Your assignment – Return each entry word for word and skip its pictures.

------ Extracted information

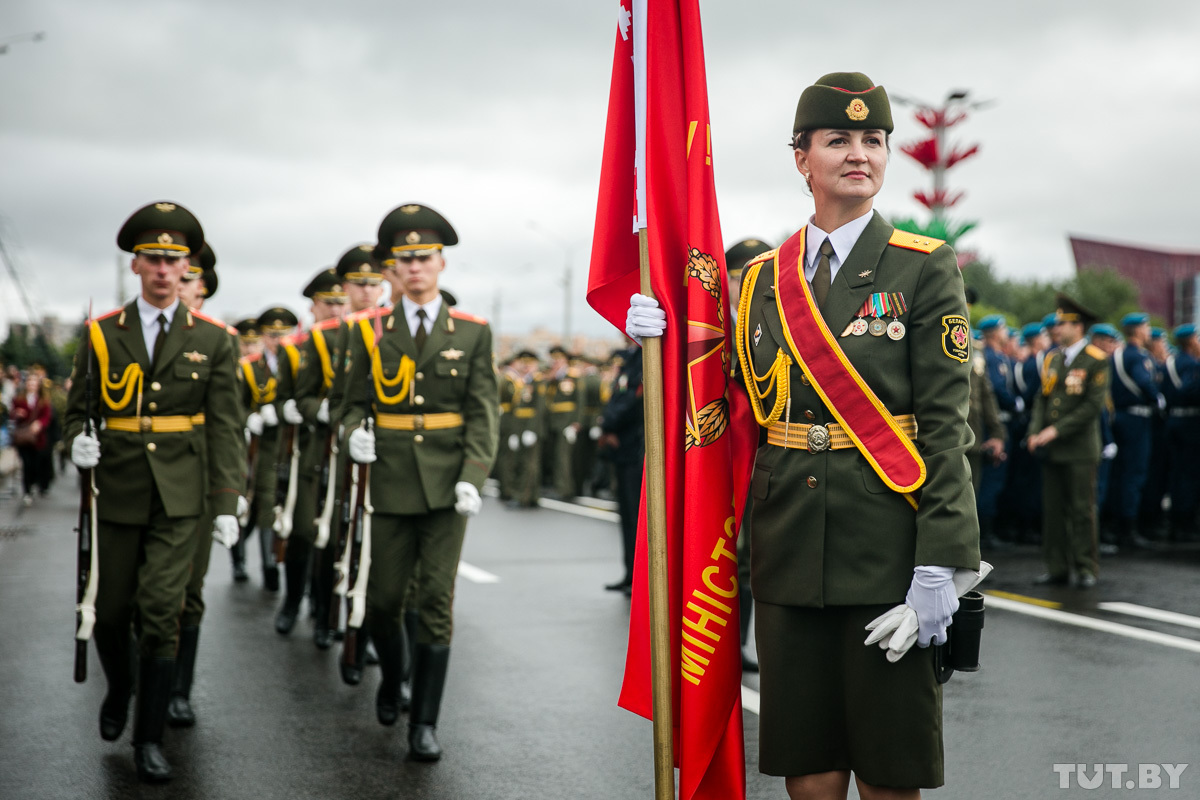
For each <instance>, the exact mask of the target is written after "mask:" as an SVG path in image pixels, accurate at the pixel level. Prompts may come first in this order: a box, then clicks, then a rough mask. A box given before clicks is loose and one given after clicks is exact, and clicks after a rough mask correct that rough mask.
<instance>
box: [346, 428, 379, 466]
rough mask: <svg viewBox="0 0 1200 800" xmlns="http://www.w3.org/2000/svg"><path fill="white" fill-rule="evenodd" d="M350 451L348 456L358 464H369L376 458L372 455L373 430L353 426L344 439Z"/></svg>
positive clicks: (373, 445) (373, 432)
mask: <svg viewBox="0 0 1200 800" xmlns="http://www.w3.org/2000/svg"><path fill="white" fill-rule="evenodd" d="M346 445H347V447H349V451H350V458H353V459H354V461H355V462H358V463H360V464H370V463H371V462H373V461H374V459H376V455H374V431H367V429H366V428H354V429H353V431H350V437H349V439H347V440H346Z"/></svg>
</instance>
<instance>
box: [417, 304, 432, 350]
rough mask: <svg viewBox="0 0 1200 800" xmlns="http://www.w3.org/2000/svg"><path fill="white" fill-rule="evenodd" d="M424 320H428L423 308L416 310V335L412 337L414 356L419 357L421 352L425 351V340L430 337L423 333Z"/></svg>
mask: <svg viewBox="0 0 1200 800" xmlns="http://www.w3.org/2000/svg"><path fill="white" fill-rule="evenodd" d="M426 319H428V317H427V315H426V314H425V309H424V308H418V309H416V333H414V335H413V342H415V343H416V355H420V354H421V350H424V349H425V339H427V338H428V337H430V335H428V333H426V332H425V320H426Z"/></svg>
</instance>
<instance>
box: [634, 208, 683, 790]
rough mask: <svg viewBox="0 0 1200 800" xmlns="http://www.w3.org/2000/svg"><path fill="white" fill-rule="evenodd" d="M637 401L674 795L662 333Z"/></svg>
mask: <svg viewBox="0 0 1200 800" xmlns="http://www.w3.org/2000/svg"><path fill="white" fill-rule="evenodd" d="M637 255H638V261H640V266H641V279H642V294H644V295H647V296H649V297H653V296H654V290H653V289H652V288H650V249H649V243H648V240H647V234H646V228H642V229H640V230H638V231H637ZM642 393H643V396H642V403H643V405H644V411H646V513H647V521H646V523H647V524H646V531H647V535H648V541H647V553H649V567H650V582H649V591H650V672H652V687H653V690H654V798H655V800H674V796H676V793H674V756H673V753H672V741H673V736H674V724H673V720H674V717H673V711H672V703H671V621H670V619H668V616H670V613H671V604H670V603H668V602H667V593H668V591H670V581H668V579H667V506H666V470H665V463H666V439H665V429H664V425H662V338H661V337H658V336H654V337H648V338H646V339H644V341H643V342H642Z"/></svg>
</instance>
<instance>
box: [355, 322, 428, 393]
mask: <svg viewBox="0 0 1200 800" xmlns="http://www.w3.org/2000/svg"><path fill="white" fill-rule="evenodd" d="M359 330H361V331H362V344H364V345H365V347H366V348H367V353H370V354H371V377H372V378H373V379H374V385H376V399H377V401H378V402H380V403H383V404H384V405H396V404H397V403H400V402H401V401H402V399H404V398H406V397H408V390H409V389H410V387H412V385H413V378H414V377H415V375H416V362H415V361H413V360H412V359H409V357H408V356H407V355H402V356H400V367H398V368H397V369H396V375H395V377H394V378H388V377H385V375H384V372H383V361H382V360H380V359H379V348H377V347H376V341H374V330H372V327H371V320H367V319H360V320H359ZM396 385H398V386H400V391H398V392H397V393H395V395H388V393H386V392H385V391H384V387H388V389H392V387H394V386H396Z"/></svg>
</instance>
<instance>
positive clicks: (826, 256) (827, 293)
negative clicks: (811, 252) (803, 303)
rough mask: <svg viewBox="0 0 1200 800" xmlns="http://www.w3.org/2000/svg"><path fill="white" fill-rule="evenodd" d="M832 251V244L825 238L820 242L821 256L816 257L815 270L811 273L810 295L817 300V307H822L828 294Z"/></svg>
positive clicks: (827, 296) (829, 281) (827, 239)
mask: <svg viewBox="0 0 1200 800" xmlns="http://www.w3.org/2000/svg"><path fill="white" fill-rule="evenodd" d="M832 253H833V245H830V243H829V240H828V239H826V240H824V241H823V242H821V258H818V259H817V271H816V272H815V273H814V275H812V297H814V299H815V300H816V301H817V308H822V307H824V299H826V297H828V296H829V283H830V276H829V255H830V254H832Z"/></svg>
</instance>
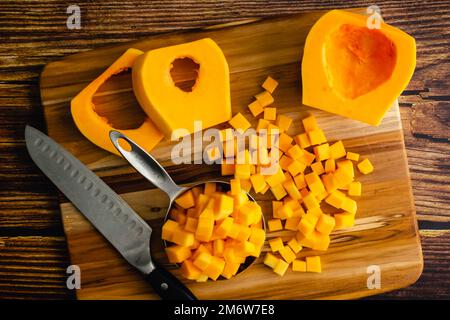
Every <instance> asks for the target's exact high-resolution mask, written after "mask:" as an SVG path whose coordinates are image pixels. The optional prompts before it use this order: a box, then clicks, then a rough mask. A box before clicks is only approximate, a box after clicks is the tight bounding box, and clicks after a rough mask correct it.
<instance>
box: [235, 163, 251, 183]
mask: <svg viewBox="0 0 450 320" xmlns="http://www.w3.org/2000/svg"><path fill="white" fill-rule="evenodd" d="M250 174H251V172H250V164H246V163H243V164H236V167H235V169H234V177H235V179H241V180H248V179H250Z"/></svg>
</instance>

------------

Answer section –
For each <instance>, the exact mask of the target is written after "mask:" as an SVG path in image pixels, accurate at the pixel level. Prompts may come first in this order: a box, then clicks, then a rough mask. A box given before clicks is loose and one given after clicks is exact, and clicks after a rough mask correct that rough mask.
<instance>
box: [346, 428, 379, 466]
rough mask: <svg viewBox="0 0 1200 800" xmlns="http://www.w3.org/2000/svg"><path fill="white" fill-rule="evenodd" d="M350 451L348 456L358 464H369L376 458L372 455L373 430L353 426L344 439Z"/></svg>
positive clicks: (373, 445) (373, 432)
mask: <svg viewBox="0 0 1200 800" xmlns="http://www.w3.org/2000/svg"><path fill="white" fill-rule="evenodd" d="M346 445H347V447H349V451H350V458H353V459H354V461H355V462H358V463H360V464H370V463H371V462H373V461H374V459H376V455H374V431H367V429H366V428H354V429H353V431H350V437H349V439H347V440H346Z"/></svg>
</instance>
<instance>
box: [417, 304, 432, 350]
rough mask: <svg viewBox="0 0 1200 800" xmlns="http://www.w3.org/2000/svg"><path fill="white" fill-rule="evenodd" d="M424 320H428L423 308L416 310V335L412 337L414 356L419 357L421 352L425 351V340L430 337L423 333Z"/></svg>
mask: <svg viewBox="0 0 1200 800" xmlns="http://www.w3.org/2000/svg"><path fill="white" fill-rule="evenodd" d="M426 319H428V317H427V315H426V314H425V309H424V308H418V309H416V333H414V335H413V342H415V343H416V355H420V354H421V350H424V349H425V339H427V338H428V337H430V335H428V333H426V332H425V320H426Z"/></svg>
</instance>
<instance>
box: [634, 208, 683, 790]
rough mask: <svg viewBox="0 0 1200 800" xmlns="http://www.w3.org/2000/svg"><path fill="white" fill-rule="evenodd" d="M637 401L674 795L662 333Z"/></svg>
mask: <svg viewBox="0 0 1200 800" xmlns="http://www.w3.org/2000/svg"><path fill="white" fill-rule="evenodd" d="M637 255H638V261H640V266H641V279H642V294H644V295H647V296H649V297H653V296H654V290H653V289H652V288H650V249H649V243H648V240H647V234H646V228H642V229H640V230H638V231H637ZM642 393H643V396H642V403H643V405H644V411H646V513H647V521H646V523H647V524H646V531H647V535H648V541H647V553H649V567H650V582H649V591H650V672H652V687H653V690H654V798H655V800H674V796H676V793H674V756H673V753H672V741H673V736H674V724H673V720H674V717H673V711H672V703H671V621H670V619H668V616H670V613H671V604H670V603H668V602H667V593H668V591H670V581H668V579H667V506H666V470H665V463H666V439H665V429H664V425H662V338H661V337H658V336H654V337H648V338H646V339H644V341H643V342H642Z"/></svg>
</instance>
<instance>
box: [355, 322, 428, 393]
mask: <svg viewBox="0 0 1200 800" xmlns="http://www.w3.org/2000/svg"><path fill="white" fill-rule="evenodd" d="M359 330H361V331H362V344H364V345H365V347H366V348H367V353H370V354H371V377H372V378H373V379H374V385H376V399H377V401H378V402H380V403H383V404H384V405H396V404H397V403H400V402H401V401H402V399H404V398H406V397H408V390H409V389H410V387H412V385H413V378H414V377H415V375H416V362H415V361H413V360H412V359H409V357H408V356H407V355H402V356H400V367H398V368H397V369H396V375H395V377H394V378H388V377H385V375H384V372H383V361H382V360H380V359H379V348H377V347H376V341H374V330H372V327H371V320H367V319H360V320H359ZM396 385H398V386H400V391H398V392H397V393H395V395H388V393H386V392H385V391H384V387H388V389H392V387H394V386H396Z"/></svg>
</instance>
<instance>
positive clicks: (826, 256) (827, 293)
negative clicks: (811, 252) (803, 303)
rough mask: <svg viewBox="0 0 1200 800" xmlns="http://www.w3.org/2000/svg"><path fill="white" fill-rule="evenodd" d="M832 251V244L825 238L820 242L821 256L816 257L815 270L811 273L810 295L817 300V307H822L828 294Z"/></svg>
positive clicks: (827, 296) (829, 281) (827, 239)
mask: <svg viewBox="0 0 1200 800" xmlns="http://www.w3.org/2000/svg"><path fill="white" fill-rule="evenodd" d="M832 253H833V245H830V243H829V240H828V239H826V240H824V241H823V242H821V258H818V259H817V271H816V272H815V273H814V275H812V297H814V299H815V300H816V301H817V308H822V307H824V299H826V297H828V296H829V283H830V276H829V255H830V254H832Z"/></svg>
</instance>
Every <instance> asks for the target's exact high-resolution mask, written after "mask:" as an SVG path whose coordinates are image pixels. The optional prompts before it use this order: a box, then clicks, then a rough mask. A box before clicks is only approximate, a box after clicks is the tight bounding box, and clicks after a rough mask correct it.
<instance>
box: [235, 163, 251, 183]
mask: <svg viewBox="0 0 450 320" xmlns="http://www.w3.org/2000/svg"><path fill="white" fill-rule="evenodd" d="M250 174H251V172H250V164H246V163H243V164H236V167H235V169H234V177H235V179H241V180H248V179H250Z"/></svg>
</instance>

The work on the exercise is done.